* EXERCISE TASK: Exact repetition of every entry is required.

:::

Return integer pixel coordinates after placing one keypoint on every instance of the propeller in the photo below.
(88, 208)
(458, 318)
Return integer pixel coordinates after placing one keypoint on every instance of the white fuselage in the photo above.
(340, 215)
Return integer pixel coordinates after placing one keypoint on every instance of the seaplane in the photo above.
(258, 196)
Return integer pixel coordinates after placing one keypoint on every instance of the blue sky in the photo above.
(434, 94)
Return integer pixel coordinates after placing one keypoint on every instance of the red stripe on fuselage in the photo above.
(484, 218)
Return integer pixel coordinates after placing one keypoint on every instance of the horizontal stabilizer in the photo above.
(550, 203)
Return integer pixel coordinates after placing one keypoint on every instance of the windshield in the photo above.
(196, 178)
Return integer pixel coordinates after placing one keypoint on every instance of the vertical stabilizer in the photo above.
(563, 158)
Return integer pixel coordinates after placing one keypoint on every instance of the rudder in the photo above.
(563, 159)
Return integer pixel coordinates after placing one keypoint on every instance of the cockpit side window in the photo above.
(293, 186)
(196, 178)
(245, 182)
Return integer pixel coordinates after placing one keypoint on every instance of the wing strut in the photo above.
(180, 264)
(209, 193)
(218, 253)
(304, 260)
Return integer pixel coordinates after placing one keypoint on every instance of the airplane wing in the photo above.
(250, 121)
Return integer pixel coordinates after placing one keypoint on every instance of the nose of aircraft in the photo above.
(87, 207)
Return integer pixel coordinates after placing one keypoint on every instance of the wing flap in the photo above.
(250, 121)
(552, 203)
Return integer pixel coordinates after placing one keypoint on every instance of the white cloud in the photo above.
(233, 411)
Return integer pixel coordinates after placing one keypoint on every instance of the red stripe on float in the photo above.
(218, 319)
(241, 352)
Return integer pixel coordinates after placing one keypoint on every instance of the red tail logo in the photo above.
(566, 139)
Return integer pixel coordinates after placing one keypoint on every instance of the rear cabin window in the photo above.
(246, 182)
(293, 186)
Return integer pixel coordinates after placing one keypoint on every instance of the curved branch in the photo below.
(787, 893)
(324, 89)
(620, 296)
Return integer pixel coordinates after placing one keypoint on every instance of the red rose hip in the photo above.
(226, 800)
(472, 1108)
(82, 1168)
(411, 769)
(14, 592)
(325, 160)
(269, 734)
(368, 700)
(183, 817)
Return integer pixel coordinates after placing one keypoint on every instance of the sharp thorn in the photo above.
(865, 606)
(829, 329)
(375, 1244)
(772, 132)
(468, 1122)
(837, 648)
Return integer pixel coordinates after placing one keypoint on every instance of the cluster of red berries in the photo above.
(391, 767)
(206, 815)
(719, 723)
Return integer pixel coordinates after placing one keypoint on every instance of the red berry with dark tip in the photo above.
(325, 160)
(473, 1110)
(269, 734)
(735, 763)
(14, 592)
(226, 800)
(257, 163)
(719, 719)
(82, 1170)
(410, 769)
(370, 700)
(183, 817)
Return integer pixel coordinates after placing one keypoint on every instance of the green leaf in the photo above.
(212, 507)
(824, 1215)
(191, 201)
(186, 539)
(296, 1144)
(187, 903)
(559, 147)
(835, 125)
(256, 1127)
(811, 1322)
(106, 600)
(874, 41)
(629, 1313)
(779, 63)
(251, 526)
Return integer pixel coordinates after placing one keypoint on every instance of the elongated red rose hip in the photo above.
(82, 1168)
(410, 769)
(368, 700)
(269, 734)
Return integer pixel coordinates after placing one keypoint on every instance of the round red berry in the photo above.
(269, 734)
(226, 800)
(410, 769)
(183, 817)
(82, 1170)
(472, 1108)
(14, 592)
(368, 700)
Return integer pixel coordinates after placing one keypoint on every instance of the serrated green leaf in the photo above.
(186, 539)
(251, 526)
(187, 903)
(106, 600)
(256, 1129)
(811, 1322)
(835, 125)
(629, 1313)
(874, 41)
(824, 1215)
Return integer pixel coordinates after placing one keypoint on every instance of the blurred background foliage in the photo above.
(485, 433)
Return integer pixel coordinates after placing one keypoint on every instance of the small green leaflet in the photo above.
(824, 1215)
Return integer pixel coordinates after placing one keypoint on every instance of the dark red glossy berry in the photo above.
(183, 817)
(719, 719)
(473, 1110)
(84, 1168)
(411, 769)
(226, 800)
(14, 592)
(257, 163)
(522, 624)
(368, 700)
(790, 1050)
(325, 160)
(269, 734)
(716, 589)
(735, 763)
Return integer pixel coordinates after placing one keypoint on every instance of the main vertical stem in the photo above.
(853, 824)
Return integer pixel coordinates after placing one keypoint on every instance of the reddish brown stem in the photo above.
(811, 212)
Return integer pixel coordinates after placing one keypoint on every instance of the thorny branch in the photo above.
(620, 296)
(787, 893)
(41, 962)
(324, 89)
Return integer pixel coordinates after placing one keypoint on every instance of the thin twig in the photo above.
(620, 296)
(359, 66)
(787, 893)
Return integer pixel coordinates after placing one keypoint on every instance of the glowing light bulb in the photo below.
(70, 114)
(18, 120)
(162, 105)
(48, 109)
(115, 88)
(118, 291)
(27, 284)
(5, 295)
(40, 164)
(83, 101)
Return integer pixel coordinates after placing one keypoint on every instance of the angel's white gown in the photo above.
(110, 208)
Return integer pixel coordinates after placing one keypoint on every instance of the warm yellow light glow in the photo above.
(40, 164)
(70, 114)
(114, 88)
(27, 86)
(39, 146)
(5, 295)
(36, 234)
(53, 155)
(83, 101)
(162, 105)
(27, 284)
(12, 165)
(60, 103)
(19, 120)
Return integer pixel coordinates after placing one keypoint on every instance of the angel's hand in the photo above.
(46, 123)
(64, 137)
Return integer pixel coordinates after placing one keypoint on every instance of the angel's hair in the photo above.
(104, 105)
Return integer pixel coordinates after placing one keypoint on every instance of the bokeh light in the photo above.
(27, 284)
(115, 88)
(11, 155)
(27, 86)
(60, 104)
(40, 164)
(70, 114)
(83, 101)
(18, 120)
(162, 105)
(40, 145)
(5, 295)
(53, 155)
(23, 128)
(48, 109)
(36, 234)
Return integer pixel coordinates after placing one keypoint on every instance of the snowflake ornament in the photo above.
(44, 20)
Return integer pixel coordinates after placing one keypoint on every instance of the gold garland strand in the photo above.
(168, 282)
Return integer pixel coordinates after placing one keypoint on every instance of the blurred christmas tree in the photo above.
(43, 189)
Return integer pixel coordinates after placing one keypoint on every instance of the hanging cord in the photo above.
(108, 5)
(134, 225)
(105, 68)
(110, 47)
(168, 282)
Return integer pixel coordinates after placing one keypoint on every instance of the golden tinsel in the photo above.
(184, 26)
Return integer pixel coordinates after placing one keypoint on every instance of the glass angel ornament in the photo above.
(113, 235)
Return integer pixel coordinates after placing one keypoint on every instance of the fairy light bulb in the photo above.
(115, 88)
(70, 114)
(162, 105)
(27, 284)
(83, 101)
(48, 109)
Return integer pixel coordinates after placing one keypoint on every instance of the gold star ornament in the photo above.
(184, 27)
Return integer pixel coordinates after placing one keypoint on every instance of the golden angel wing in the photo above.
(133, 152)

:::

* EXPECTED OUTPUT:
Return integer pixel coordinates after placing one keypoint on every instance of the propeller in the photo below.
(88, 208)
(458, 318)
Return integer pixel coordinates after placing one keypoint on every instance of the white fuselage in the photo above.
(340, 215)
Return integer pixel coordinates after placing one keypoint on every instance of the seaplane in the photo above.
(258, 196)
Return integer pixel coordinates after placing one keypoint on every instance of the blue sky in the photo above.
(434, 94)
Return integer pixel coordinates after placing one keypoint on every instance of the red stripe on fuselage in the photo above.
(484, 218)
Return integer pixel coordinates after placing one keypoint on every instance of the horizontal stabilizer in the photo above.
(550, 203)
Return integer pixel coordinates after placing one keypoint on every instance of the windshield in the photo above.
(196, 178)
Return integer pixel coordinates after placing one keypoint on every instance of the vertical stabilizer in the photo above.
(563, 158)
Return integer pixel coordinates after placing one keypoint on every instance of the rudder in the photo above.
(563, 159)
Return integer pixel coordinates after placing one keypoint on every instance of the cockpit side window in the photo above.
(293, 186)
(196, 178)
(245, 182)
Return integer pixel coordinates after placing one keypoint on every instance of the wing strut in the photo above.
(180, 264)
(209, 193)
(218, 253)
(304, 260)
Return integer pixel coordinates after placing one keypoint on every instance of the airplane wing in the photo above.
(250, 121)
Return integer pixel coordinates after placing one keypoint on every instance of the nose of aircraft in the photo above.
(87, 207)
Return integer pixel coordinates after placing one keypoint on every instance of the wing flap in the photo above.
(250, 121)
(552, 203)
Return integer pixel coordinates after placing one keypoint on every instance of the white cloud in the photo above.
(233, 411)
Return integer pixel coordinates after placing one keypoint on every instance of the red stripe on float in the photo above.
(218, 319)
(241, 352)
Return integer pixel coordinates after placing one keypoint on every instance of the red tail logo in the photo above.
(566, 139)
Return integer pixel coordinates after placing one keypoint on every instance of the rear cabin window in the photo above.
(246, 182)
(293, 186)
Return integer pixel coordinates after placing one keypoint on every instance of the curved branch in the photo below.
(787, 893)
(324, 89)
(620, 296)
Return integer pixel coordinates after placing one keypoint on every instance of the red rose hip in the photo above.
(226, 800)
(472, 1108)
(82, 1168)
(411, 769)
(14, 592)
(325, 160)
(269, 734)
(368, 700)
(183, 817)
Return integer pixel coordinates after placing one keypoint on every instance of the sharp thorn in the photo above.
(865, 606)
(829, 329)
(375, 1244)
(772, 132)
(468, 1122)
(837, 648)
Return integer pixel coordinates after placing one keypoint on every instance of the cluster of red berries in the photo above.
(391, 767)
(206, 815)
(719, 723)
Return integer pixel coordinates after placing one keypoint on every instance of the red berry with dark tip in the photo above.
(325, 160)
(473, 1110)
(269, 734)
(735, 763)
(14, 592)
(226, 800)
(257, 163)
(719, 719)
(82, 1170)
(410, 769)
(370, 700)
(183, 817)
Return integer pixel coordinates after placing one keypoint on every instance of the green leaf in the photo above.
(212, 507)
(824, 1215)
(191, 201)
(186, 539)
(296, 1144)
(187, 903)
(559, 147)
(835, 125)
(256, 1127)
(811, 1322)
(106, 600)
(874, 41)
(629, 1313)
(779, 63)
(251, 526)
Return integer pixel coordinates after placing one keypoint on every instance of the elongated red rose hip in the photo above.
(82, 1168)
(410, 769)
(368, 700)
(269, 734)
Return integer pixel coordinates after placing one keypoint on every instance of the round red berry in the photo above.
(269, 734)
(226, 800)
(410, 769)
(183, 817)
(82, 1170)
(472, 1108)
(14, 592)
(368, 700)
Return integer pixel coordinates after placing one keypoint on every instance of the serrated green leaf in the photo above.
(186, 539)
(251, 526)
(187, 903)
(106, 600)
(256, 1129)
(811, 1322)
(835, 125)
(629, 1313)
(874, 41)
(824, 1215)
Return integer pixel coordinates after placing one keypoint on every instance of the blurred background foliage in the photo above.
(485, 433)
Return integer pixel coordinates after placing one keypoint on every instance of the small green leaflet in the photo above.
(824, 1215)
Return integer pixel coordinates after placing one keypoint on every instance of the dark red glossy berry in the photo above.
(183, 817)
(719, 719)
(473, 1110)
(84, 1168)
(411, 769)
(226, 800)
(14, 592)
(257, 163)
(522, 624)
(368, 700)
(790, 1050)
(325, 160)
(269, 734)
(716, 589)
(735, 763)
Return integer pixel coordinates after placing one keypoint on every instance of the main vertical stem in the photo above.
(853, 824)
Return integer pixel coordinates after placing one keypoint on every instance of the reddish brown stem in the photo above.
(811, 212)
Return integer pixel coordinates after placing one keypoint on every instance of the thorny branch in the photo above.
(620, 296)
(787, 893)
(41, 962)
(324, 89)
Return integer pixel coordinates after placing one keypoint on every instance of the thin twig in the photo above.
(620, 296)
(359, 66)
(787, 893)
Return integer pixel coordinates after placing one keypoint on every instance of the glowing light bulb in the photo below.
(70, 114)
(18, 120)
(162, 105)
(48, 109)
(115, 88)
(118, 291)
(27, 284)
(5, 295)
(40, 164)
(83, 101)
Return integer pixel coordinates after placing one keypoint on every instance of the angel's white gown in the photo above.
(110, 208)
Return integer pixel coordinates after placing one keypoint on every instance of the warm yellow light glow in the photo above.
(40, 164)
(70, 114)
(114, 88)
(27, 86)
(39, 146)
(5, 295)
(36, 234)
(53, 155)
(83, 101)
(162, 105)
(27, 284)
(12, 165)
(60, 103)
(19, 120)
Return integer pixel coordinates after placing one keypoint on every instance of the angel's hand in the photo above.
(46, 123)
(64, 137)
Return integer pixel coordinates after placing one keypoint on every instance of the angel's hair in the photo above.
(104, 105)
Return integer pixel coordinates after placing one keypoint on every instance of the bokeh light in the photo above.
(27, 284)
(115, 88)
(11, 155)
(27, 86)
(60, 104)
(40, 164)
(70, 114)
(83, 101)
(18, 120)
(162, 105)
(40, 145)
(5, 295)
(53, 155)
(23, 128)
(48, 109)
(36, 234)
Return integer pixel coordinates after placing one keypoint on every instance of the snowflake ornament in the photo above.
(44, 20)
Return integer pixel coordinates after placing one keypoint on every instance of the gold garland strand in the photo above.
(168, 282)
Return integer pixel coordinates after placing one keypoint on every instance of the blurred christmas tree in the photo above.
(43, 189)
Return integer pixel coordinates after placing one keypoint on every instance of the hanging cord in the photo above.
(108, 5)
(134, 225)
(105, 68)
(110, 47)
(168, 282)
Return integer pixel coordinates after placing one keypoint on every instance of the golden tinsel in the photo above.
(184, 26)
Return integer pixel coordinates after placing one keypoint on every instance of the glass angel ornament in the photo above.
(113, 235)
Return integer pixel coordinates after placing one keypoint on every instance of the fairy light bulb in the photo above.
(115, 88)
(70, 114)
(162, 105)
(27, 284)
(83, 101)
(48, 109)
Return integer pixel coordinates after placing one keypoint on every instance of the gold star ornament in the photo above.
(184, 27)
Return integer pixel coordinates after placing one keypoint on every instance of the golden angel wing in the photo above.
(133, 152)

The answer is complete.